- **AIM**:
Pick out each line in the rows below that contains the word "grave", and copy it.

::::::::

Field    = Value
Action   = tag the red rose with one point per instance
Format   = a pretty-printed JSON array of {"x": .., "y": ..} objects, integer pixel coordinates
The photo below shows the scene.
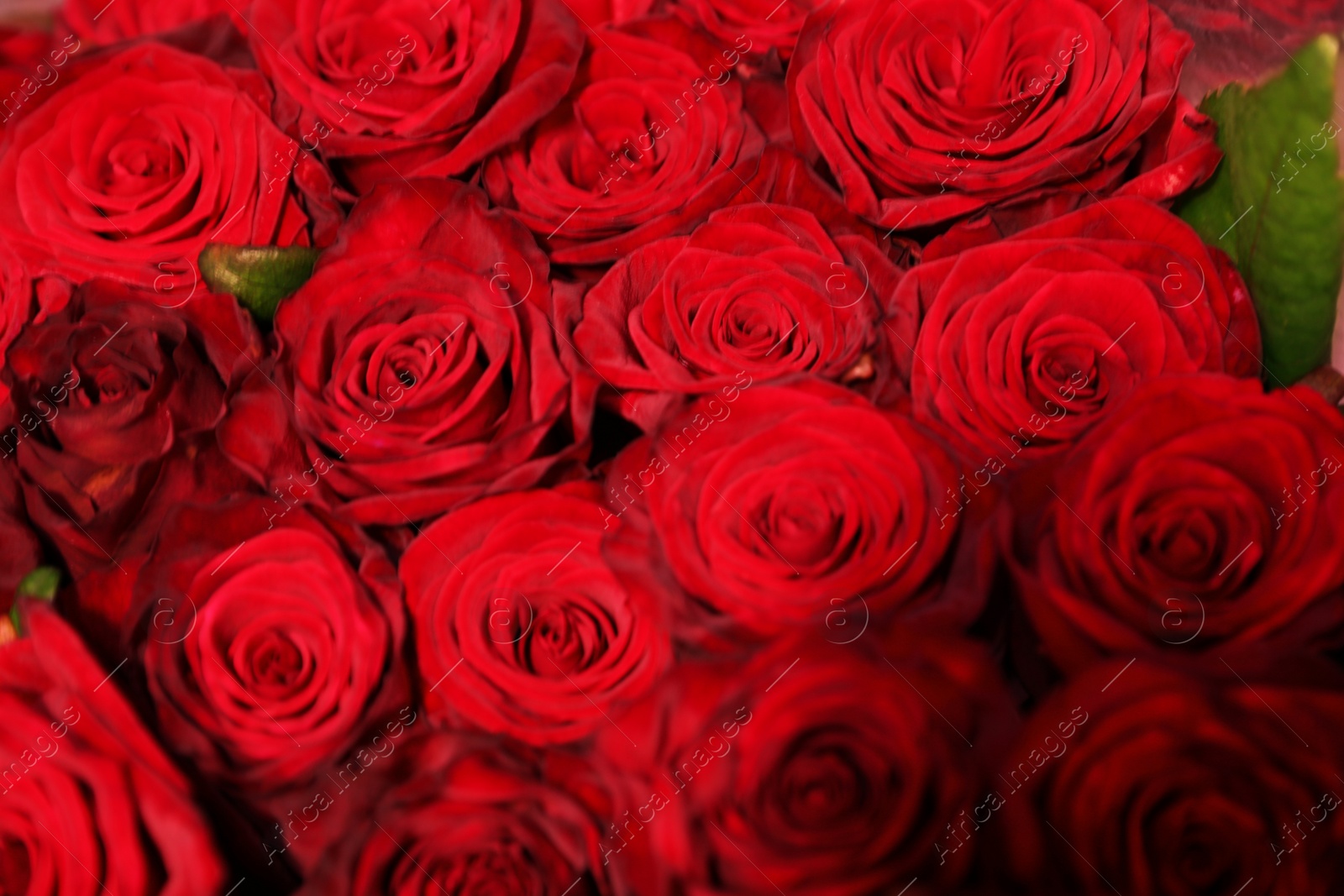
[
  {"x": 813, "y": 768},
  {"x": 24, "y": 551},
  {"x": 1027, "y": 342},
  {"x": 773, "y": 506},
  {"x": 933, "y": 110},
  {"x": 114, "y": 406},
  {"x": 1247, "y": 39},
  {"x": 522, "y": 625},
  {"x": 268, "y": 647},
  {"x": 17, "y": 302},
  {"x": 632, "y": 155},
  {"x": 87, "y": 801},
  {"x": 123, "y": 172},
  {"x": 759, "y": 289},
  {"x": 107, "y": 23},
  {"x": 413, "y": 87},
  {"x": 417, "y": 369},
  {"x": 475, "y": 817},
  {"x": 769, "y": 24},
  {"x": 1202, "y": 515},
  {"x": 1142, "y": 781}
]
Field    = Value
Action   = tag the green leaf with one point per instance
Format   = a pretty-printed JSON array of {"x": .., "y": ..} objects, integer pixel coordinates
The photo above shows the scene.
[
  {"x": 259, "y": 275},
  {"x": 1276, "y": 204},
  {"x": 40, "y": 584}
]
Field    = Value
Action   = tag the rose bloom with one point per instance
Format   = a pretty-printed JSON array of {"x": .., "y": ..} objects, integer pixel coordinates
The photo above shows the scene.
[
  {"x": 769, "y": 24},
  {"x": 528, "y": 631},
  {"x": 813, "y": 768},
  {"x": 413, "y": 86},
  {"x": 1202, "y": 515},
  {"x": 934, "y": 110},
  {"x": 768, "y": 508},
  {"x": 113, "y": 407},
  {"x": 470, "y": 817},
  {"x": 417, "y": 369},
  {"x": 17, "y": 301},
  {"x": 1247, "y": 39},
  {"x": 89, "y": 802},
  {"x": 1026, "y": 343},
  {"x": 268, "y": 647},
  {"x": 123, "y": 174},
  {"x": 24, "y": 550},
  {"x": 633, "y": 154},
  {"x": 104, "y": 23},
  {"x": 759, "y": 289},
  {"x": 1147, "y": 781}
]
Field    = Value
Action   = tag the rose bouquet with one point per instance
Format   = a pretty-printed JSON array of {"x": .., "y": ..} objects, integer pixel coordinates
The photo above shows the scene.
[{"x": 671, "y": 448}]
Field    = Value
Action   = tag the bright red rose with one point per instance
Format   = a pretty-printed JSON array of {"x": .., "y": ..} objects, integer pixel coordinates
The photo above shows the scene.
[
  {"x": 759, "y": 289},
  {"x": 123, "y": 172},
  {"x": 417, "y": 369},
  {"x": 17, "y": 301},
  {"x": 22, "y": 550},
  {"x": 933, "y": 110},
  {"x": 89, "y": 802},
  {"x": 114, "y": 405},
  {"x": 107, "y": 23},
  {"x": 1202, "y": 515},
  {"x": 1026, "y": 343},
  {"x": 632, "y": 155},
  {"x": 268, "y": 647},
  {"x": 813, "y": 768},
  {"x": 772, "y": 506},
  {"x": 769, "y": 24},
  {"x": 413, "y": 87},
  {"x": 522, "y": 625},
  {"x": 470, "y": 817},
  {"x": 1144, "y": 781}
]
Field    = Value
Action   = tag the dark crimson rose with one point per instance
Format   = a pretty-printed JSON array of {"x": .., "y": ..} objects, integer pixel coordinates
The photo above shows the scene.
[
  {"x": 816, "y": 768},
  {"x": 632, "y": 155},
  {"x": 123, "y": 172},
  {"x": 89, "y": 802},
  {"x": 114, "y": 403},
  {"x": 268, "y": 647},
  {"x": 759, "y": 289},
  {"x": 107, "y": 23},
  {"x": 1026, "y": 343},
  {"x": 522, "y": 625},
  {"x": 472, "y": 817},
  {"x": 934, "y": 110},
  {"x": 417, "y": 369},
  {"x": 770, "y": 506},
  {"x": 22, "y": 550},
  {"x": 1147, "y": 782},
  {"x": 1202, "y": 515},
  {"x": 31, "y": 63},
  {"x": 412, "y": 86},
  {"x": 769, "y": 24},
  {"x": 1247, "y": 39},
  {"x": 17, "y": 302}
]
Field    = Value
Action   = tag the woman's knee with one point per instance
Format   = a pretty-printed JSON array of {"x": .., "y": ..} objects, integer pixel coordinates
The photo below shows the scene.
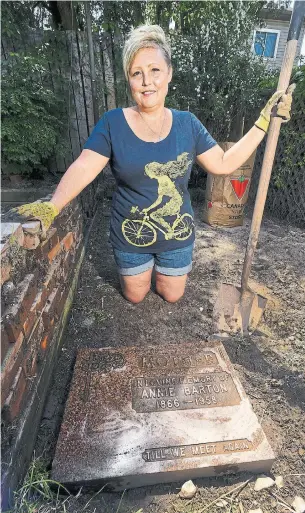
[
  {"x": 135, "y": 288},
  {"x": 170, "y": 288},
  {"x": 171, "y": 296},
  {"x": 134, "y": 297}
]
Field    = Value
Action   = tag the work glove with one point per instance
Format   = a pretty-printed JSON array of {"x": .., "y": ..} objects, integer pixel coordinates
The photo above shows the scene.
[
  {"x": 45, "y": 212},
  {"x": 276, "y": 108}
]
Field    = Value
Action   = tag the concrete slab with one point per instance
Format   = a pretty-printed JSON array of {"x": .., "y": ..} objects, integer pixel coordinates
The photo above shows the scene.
[{"x": 139, "y": 416}]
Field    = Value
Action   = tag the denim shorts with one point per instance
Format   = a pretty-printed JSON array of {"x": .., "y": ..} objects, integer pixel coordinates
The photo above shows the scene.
[{"x": 176, "y": 262}]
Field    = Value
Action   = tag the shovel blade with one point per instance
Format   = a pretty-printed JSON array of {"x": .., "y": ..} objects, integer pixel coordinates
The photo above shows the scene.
[{"x": 235, "y": 312}]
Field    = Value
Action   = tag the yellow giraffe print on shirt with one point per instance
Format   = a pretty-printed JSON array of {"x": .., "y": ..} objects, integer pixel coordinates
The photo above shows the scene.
[{"x": 164, "y": 174}]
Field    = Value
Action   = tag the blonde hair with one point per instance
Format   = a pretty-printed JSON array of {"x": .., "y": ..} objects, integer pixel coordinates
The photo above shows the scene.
[{"x": 145, "y": 36}]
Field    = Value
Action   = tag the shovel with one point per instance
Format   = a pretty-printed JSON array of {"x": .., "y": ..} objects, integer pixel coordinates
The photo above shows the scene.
[{"x": 239, "y": 308}]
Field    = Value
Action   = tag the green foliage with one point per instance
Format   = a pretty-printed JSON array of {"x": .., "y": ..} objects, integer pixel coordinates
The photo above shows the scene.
[
  {"x": 216, "y": 75},
  {"x": 290, "y": 156},
  {"x": 32, "y": 115}
]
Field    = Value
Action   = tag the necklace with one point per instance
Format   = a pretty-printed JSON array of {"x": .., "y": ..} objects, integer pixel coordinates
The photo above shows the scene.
[{"x": 155, "y": 133}]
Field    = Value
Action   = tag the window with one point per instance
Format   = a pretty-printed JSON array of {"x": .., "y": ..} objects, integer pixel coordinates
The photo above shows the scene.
[{"x": 265, "y": 42}]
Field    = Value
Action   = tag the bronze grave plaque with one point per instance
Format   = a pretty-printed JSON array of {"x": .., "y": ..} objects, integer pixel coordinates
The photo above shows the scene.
[{"x": 139, "y": 416}]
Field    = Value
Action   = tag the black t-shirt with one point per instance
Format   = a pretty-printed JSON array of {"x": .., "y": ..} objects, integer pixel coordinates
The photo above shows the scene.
[{"x": 151, "y": 209}]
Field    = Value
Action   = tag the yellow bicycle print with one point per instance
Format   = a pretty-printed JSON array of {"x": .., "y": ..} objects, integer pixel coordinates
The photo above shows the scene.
[{"x": 143, "y": 232}]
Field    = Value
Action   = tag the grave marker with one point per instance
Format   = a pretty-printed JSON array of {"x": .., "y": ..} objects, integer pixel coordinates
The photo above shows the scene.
[{"x": 139, "y": 416}]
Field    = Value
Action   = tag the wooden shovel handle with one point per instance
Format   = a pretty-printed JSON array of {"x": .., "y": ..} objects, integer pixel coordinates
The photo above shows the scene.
[{"x": 273, "y": 135}]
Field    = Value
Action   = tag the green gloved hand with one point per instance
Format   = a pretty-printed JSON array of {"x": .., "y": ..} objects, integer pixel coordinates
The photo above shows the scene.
[
  {"x": 45, "y": 212},
  {"x": 282, "y": 109}
]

::::::::

- **RESULT BELOW**:
Action   = tag the bronze grave plaque with one point per instance
Action   = tag the grave marker with one point per instance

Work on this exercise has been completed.